***** EXTRACTED RECORDS

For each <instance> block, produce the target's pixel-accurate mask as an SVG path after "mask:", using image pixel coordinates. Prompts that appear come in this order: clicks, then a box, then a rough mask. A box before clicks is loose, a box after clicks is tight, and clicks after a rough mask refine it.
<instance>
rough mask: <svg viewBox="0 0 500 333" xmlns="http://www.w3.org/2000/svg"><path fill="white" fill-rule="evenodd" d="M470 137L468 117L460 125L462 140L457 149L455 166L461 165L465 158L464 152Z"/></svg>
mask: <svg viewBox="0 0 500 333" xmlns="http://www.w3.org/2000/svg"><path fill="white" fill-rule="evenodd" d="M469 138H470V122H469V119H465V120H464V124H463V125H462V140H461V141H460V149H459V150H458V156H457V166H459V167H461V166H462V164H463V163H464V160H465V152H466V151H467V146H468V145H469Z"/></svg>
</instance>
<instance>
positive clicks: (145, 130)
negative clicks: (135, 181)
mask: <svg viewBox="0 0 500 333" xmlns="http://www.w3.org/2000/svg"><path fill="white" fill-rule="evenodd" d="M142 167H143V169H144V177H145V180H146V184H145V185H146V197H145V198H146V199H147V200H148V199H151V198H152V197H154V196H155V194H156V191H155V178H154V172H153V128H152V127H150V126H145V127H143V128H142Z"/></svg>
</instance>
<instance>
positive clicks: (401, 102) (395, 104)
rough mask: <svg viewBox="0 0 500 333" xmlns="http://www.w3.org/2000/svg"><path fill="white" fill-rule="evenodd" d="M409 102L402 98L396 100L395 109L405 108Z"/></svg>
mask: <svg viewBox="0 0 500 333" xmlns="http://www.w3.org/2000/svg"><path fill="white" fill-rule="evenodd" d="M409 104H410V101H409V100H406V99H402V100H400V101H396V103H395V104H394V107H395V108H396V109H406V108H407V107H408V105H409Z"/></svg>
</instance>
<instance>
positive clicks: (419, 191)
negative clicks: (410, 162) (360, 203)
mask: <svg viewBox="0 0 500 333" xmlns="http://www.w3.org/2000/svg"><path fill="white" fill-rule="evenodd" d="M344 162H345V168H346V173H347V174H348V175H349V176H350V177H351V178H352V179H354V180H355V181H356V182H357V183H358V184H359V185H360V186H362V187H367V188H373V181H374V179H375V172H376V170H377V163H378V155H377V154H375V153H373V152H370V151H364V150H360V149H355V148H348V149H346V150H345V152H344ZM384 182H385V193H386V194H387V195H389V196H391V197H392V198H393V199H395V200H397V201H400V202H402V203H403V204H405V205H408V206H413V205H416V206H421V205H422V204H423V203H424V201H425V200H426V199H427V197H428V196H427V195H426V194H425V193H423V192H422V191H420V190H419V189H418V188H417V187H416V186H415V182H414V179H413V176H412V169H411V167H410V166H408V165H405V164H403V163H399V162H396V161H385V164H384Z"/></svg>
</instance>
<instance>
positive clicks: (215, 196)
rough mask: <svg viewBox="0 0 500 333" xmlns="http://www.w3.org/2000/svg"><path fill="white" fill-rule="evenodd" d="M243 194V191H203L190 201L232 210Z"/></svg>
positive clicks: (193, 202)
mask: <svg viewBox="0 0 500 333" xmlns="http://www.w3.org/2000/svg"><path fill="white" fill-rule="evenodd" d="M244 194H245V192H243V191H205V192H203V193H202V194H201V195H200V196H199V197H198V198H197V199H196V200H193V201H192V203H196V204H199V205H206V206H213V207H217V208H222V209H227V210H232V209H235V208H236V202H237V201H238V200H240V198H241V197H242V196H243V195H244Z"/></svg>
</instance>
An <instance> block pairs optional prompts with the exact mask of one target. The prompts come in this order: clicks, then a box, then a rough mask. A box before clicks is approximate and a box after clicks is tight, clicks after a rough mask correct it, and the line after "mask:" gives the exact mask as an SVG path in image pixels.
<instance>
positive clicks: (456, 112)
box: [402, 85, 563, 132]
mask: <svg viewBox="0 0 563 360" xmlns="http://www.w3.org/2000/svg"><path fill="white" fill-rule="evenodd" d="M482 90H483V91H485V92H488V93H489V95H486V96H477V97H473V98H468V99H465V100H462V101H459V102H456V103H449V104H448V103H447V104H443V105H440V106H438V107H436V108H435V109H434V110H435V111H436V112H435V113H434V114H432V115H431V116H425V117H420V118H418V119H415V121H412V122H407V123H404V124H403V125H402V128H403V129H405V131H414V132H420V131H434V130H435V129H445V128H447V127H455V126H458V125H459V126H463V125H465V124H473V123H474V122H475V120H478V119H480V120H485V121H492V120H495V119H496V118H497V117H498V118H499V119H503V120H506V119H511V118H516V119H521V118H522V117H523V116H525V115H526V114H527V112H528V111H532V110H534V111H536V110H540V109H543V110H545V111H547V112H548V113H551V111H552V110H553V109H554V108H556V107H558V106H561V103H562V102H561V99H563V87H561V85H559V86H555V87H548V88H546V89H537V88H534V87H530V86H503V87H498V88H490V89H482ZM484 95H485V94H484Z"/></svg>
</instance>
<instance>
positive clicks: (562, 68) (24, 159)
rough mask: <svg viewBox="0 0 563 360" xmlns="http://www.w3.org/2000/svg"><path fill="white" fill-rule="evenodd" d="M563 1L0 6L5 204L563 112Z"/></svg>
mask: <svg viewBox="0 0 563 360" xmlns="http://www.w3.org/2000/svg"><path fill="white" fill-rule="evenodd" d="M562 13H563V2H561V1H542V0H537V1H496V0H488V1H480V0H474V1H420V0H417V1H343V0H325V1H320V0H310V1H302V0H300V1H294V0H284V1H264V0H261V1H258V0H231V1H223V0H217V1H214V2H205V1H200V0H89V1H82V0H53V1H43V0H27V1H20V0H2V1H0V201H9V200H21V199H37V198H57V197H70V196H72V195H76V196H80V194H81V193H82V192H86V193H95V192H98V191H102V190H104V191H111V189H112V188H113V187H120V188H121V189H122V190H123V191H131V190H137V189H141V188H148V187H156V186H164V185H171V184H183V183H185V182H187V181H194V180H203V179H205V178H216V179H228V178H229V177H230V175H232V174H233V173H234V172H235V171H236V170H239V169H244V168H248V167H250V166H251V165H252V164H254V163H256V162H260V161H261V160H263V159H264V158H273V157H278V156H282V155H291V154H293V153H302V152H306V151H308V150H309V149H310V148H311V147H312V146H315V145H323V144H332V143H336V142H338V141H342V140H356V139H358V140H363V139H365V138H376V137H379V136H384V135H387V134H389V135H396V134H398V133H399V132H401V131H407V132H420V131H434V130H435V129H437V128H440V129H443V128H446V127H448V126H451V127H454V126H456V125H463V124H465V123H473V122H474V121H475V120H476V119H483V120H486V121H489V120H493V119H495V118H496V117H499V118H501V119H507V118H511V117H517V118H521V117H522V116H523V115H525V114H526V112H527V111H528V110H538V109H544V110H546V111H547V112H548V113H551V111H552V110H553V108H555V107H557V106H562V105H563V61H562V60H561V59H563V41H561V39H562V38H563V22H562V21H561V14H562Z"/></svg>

**********

Every entry above, from first to last, should be repeated exactly.

§ **REPLY**:
For each <instance> block, produce the target's pixel-accurate mask as an SVG path after "mask:", using image pixel coordinates. Prompts that appear come in this order: clicks, then a box, then a rough mask. A box before clicks is loose, a box after clicks is tight, and clicks after a rough mask refine it.
<instance>
rough mask: <svg viewBox="0 0 500 333" xmlns="http://www.w3.org/2000/svg"><path fill="white" fill-rule="evenodd" d="M470 137L468 117L460 125L462 140L457 149L455 166L461 165L465 158L464 152Z"/></svg>
mask: <svg viewBox="0 0 500 333" xmlns="http://www.w3.org/2000/svg"><path fill="white" fill-rule="evenodd" d="M469 138H470V122H469V119H465V120H464V124H463V125H462V140H461V141H460V149H459V150H458V156H457V166H459V167H461V166H462V164H463V163H464V160H465V152H466V151H467V146H468V145H469Z"/></svg>
</instance>
<instance>
positive clicks: (145, 130)
negative clicks: (135, 181)
mask: <svg viewBox="0 0 500 333" xmlns="http://www.w3.org/2000/svg"><path fill="white" fill-rule="evenodd" d="M142 167H143V169H144V177H145V180H146V184H145V185H146V197H145V198H146V199H147V200H148V199H151V198H152V197H154V196H155V194H156V191H155V178H154V172H153V128H152V127H150V126H145V127H143V128H142Z"/></svg>
</instance>
<instance>
positive clicks: (401, 102) (395, 104)
rough mask: <svg viewBox="0 0 500 333" xmlns="http://www.w3.org/2000/svg"><path fill="white" fill-rule="evenodd" d="M409 102L402 98L396 100L395 109L405 108Z"/></svg>
mask: <svg viewBox="0 0 500 333" xmlns="http://www.w3.org/2000/svg"><path fill="white" fill-rule="evenodd" d="M409 104H410V101H409V100H406V99H402V100H400V101H396V103H395V104H394V107H395V108H396V109H406V108H407V107H408V105H409Z"/></svg>
</instance>
<instance>
positive clicks: (419, 191)
negative clicks: (410, 162) (360, 203)
mask: <svg viewBox="0 0 500 333" xmlns="http://www.w3.org/2000/svg"><path fill="white" fill-rule="evenodd" d="M344 162H345V168H346V173H347V174H348V175H349V176H350V177H351V178H352V179H354V180H355V181H356V182H357V183H358V184H359V185H360V186H362V187H367V188H373V181H374V179H375V172H376V170H377V163H378V155H377V154H375V153H373V152H370V151H364V150H360V149H355V148H348V149H346V150H345V152H344ZM384 182H385V193H386V194H387V195H389V196H391V197H392V198H393V199H395V200H397V201H400V202H402V203H403V204H405V205H408V206H413V205H416V206H421V205H422V204H423V203H424V201H425V200H426V199H427V197H428V196H427V195H426V194H425V193H423V192H422V191H420V190H419V189H418V188H417V187H416V186H415V182H414V179H413V176H412V169H411V167H410V166H408V165H405V164H403V163H399V162H396V161H385V164H384Z"/></svg>
</instance>
<instance>
positive clicks: (215, 196)
rough mask: <svg viewBox="0 0 500 333" xmlns="http://www.w3.org/2000/svg"><path fill="white" fill-rule="evenodd" d="M243 194V191H203L190 201L232 210Z"/></svg>
positive clicks: (193, 202)
mask: <svg viewBox="0 0 500 333" xmlns="http://www.w3.org/2000/svg"><path fill="white" fill-rule="evenodd" d="M244 194H245V192H243V191H205V192H203V193H202V194H201V195H200V196H199V197H198V198H197V199H196V200H193V201H192V203H196V204H199V205H206V206H213V207H217V208H222V209H227V210H232V209H235V208H236V202H237V201H238V200H240V198H241V197H242V196H243V195H244Z"/></svg>
</instance>
An <instance> block pairs optional prompts with the exact mask of one target. The prompts come in this order: clicks, then a box, then a rough mask. A box before clicks is approximate and a box after clicks is tight, clicks after a rough mask correct it, and the line after "mask:" gives the exact mask as an SVG path in image pixels.
<instance>
positive clicks: (456, 112)
box: [402, 85, 563, 132]
mask: <svg viewBox="0 0 563 360" xmlns="http://www.w3.org/2000/svg"><path fill="white" fill-rule="evenodd" d="M482 90H483V91H485V92H488V93H489V95H486V96H477V97H473V98H468V99H465V100H462V101H459V102H456V103H449V104H448V103H447V104H443V105H440V106H438V107H436V108H435V109H434V110H435V111H436V112H435V113H434V114H432V115H431V116H425V117H420V118H418V119H415V121H412V122H407V123H404V124H403V125H402V128H403V129H405V131H414V132H420V131H434V130H435V129H445V128H447V127H455V126H458V125H459V126H463V125H465V124H473V123H474V122H475V120H478V119H480V120H485V121H492V120H495V119H496V118H497V117H498V118H499V119H503V120H506V119H511V118H516V119H521V118H522V117H523V116H525V115H526V114H527V112H528V111H532V110H534V111H536V110H540V109H543V110H545V111H547V112H548V113H551V111H552V110H553V109H554V108H556V107H558V106H561V103H562V102H561V99H563V87H561V85H559V86H555V87H548V88H546V89H537V88H534V87H530V86H503V87H498V88H490V89H482ZM484 95H485V94H484Z"/></svg>
</instance>
<instance>
positive clicks: (562, 68) (24, 159)
rough mask: <svg viewBox="0 0 563 360" xmlns="http://www.w3.org/2000/svg"><path fill="white" fill-rule="evenodd" d="M563 1L0 6L5 204L563 112Z"/></svg>
mask: <svg viewBox="0 0 563 360" xmlns="http://www.w3.org/2000/svg"><path fill="white" fill-rule="evenodd" d="M562 13H563V2H561V1H542V0H537V1H496V0H488V1H480V0H474V1H420V0H417V1H343V0H325V1H320V0H310V1H302V0H300V1H294V0H284V1H264V0H261V1H258V0H231V1H223V0H217V1H214V2H205V1H200V0H89V1H82V0H53V1H43V0H27V1H20V0H2V1H0V201H9V200H21V199H37V198H57V197H70V196H72V195H76V196H80V194H81V193H82V192H86V193H95V192H98V191H102V190H104V191H111V189H112V188H113V187H120V188H121V189H122V190H123V191H131V190H137V189H141V188H148V187H156V186H164V185H171V184H183V183H185V182H187V181H194V180H203V179H205V178H216V179H228V178H229V177H230V175H232V174H233V173H234V172H235V171H236V170H239V169H244V168H248V167H250V166H251V165H252V164H254V163H256V162H260V161H261V160H263V159H264V158H273V157H278V156H282V155H291V154H293V153H302V152H306V151H308V150H309V149H310V148H311V147H312V146H315V145H323V144H332V143H336V142H338V141H342V140H356V139H358V140H363V139H365V138H376V137H379V136H384V135H387V134H389V135H396V134H398V133H399V132H401V131H407V132H420V131H434V130H435V129H437V128H440V129H443V128H446V127H448V126H451V127H454V126H456V125H463V124H465V123H473V122H474V121H475V120H476V119H483V120H486V121H489V120H493V119H495V118H496V117H499V118H501V119H507V118H511V117H517V118H521V117H522V116H523V115H525V114H526V112H527V111H528V110H538V109H544V110H546V111H547V112H548V113H551V111H552V110H553V108H555V107H557V106H562V105H563V61H562V60H561V59H563V41H561V39H562V38H563V22H562V21H561V14H562Z"/></svg>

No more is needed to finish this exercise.